# RECORDS SHOWN:
•••••

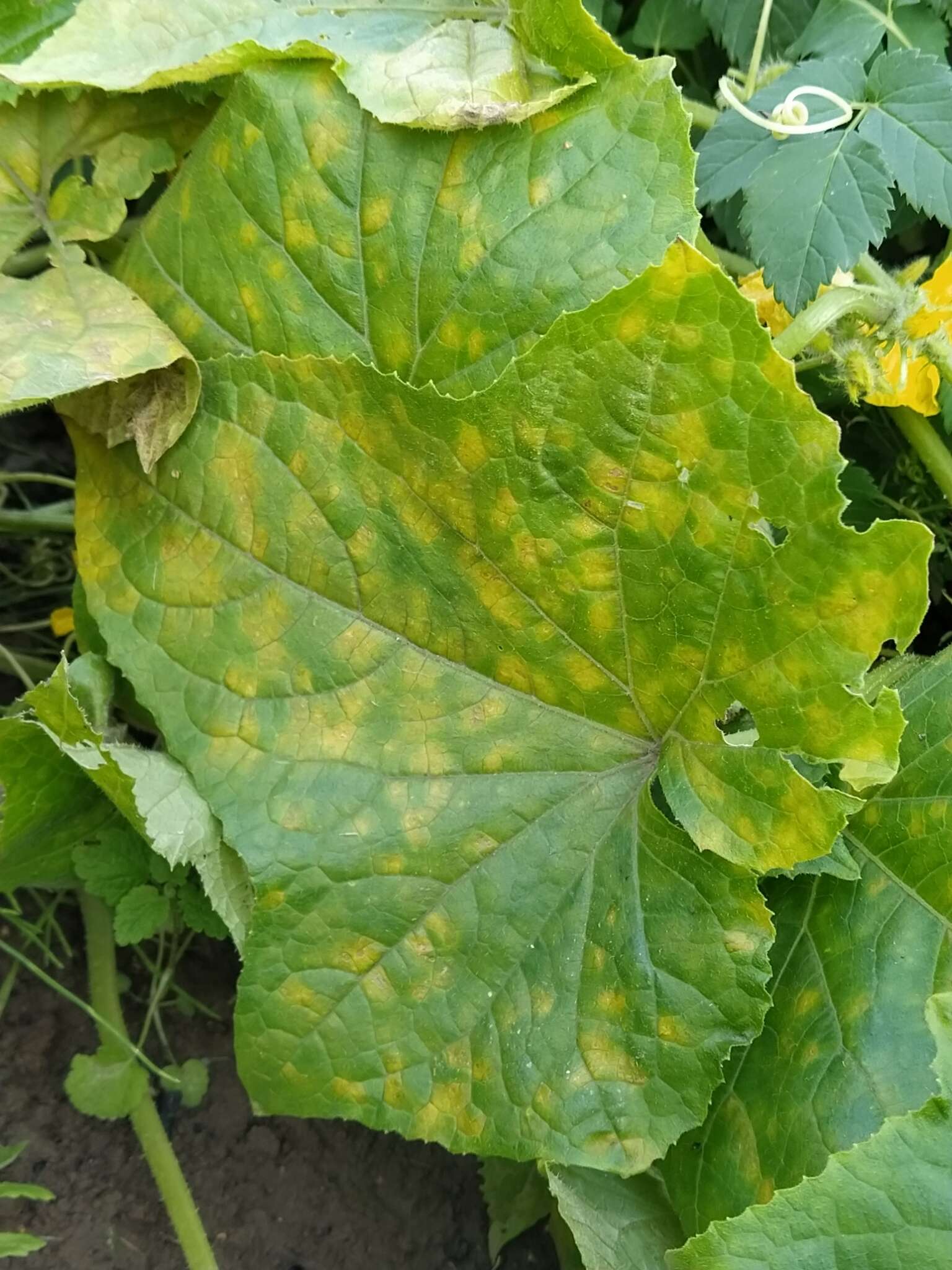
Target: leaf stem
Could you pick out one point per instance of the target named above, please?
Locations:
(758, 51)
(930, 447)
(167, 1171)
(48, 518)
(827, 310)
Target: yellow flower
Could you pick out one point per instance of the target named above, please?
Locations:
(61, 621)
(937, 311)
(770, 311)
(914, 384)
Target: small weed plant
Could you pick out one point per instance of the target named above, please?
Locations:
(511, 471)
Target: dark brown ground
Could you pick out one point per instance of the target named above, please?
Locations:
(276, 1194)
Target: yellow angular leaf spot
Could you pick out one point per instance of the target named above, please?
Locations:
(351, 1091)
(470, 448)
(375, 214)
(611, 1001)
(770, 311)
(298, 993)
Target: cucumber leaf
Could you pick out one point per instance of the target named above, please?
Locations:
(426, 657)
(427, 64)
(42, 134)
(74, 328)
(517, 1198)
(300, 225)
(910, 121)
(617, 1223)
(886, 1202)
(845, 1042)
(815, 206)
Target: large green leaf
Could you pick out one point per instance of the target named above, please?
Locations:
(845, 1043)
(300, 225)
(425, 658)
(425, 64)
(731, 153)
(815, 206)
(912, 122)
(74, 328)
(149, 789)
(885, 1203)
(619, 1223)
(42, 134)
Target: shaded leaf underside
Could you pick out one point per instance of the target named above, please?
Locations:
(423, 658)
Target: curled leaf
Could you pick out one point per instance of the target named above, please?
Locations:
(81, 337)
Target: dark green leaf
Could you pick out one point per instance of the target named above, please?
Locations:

•••••

# TASK TO COMPLETE:
Omit the pictures and restate the rest of the records verbatim.

# OUTPUT OF THE EXERCISE:
Target: leaf stem
Could you pick out one point per instance of the target named above, please?
Locations:
(758, 51)
(930, 447)
(167, 1171)
(48, 518)
(827, 310)
Target: yellow flower
Could you pick out one point per instance of the target named above, please?
Locations:
(61, 621)
(937, 311)
(770, 311)
(914, 384)
Target: small weed plant
Could you pick out one point per instance of the target named above, please?
Locations:
(511, 471)
Target: dark brown ground
Could you pick out one point per instance of the target named above, please?
Locations:
(276, 1194)
Target: yellow angular leaf spot
Could you pick out one point per instance of the target named above, please?
Locations:
(351, 1091)
(470, 448)
(375, 214)
(611, 1001)
(770, 311)
(298, 993)
Target: cucumber leaf
Could you pick out one point per instance of the target named above, please?
Locations:
(426, 657)
(427, 64)
(42, 134)
(74, 328)
(517, 1198)
(300, 225)
(910, 121)
(617, 1223)
(886, 1202)
(845, 1042)
(815, 206)
Target: large green leaf
Could you pick out one point per instance of the target named above, please?
Locations:
(845, 1043)
(300, 225)
(425, 658)
(425, 64)
(731, 153)
(815, 206)
(912, 122)
(74, 328)
(149, 789)
(885, 1203)
(619, 1223)
(42, 134)
Target: shaded leaf underside
Could you pick out one point per instance of the target named above, please?
Locations:
(423, 658)
Target: curled leaf
Could you pick out one point per instance of the target named above, please?
Locations:
(81, 337)
Target: dark green leaf
Could you pick out one point per instance of the target named above, please?
Locations:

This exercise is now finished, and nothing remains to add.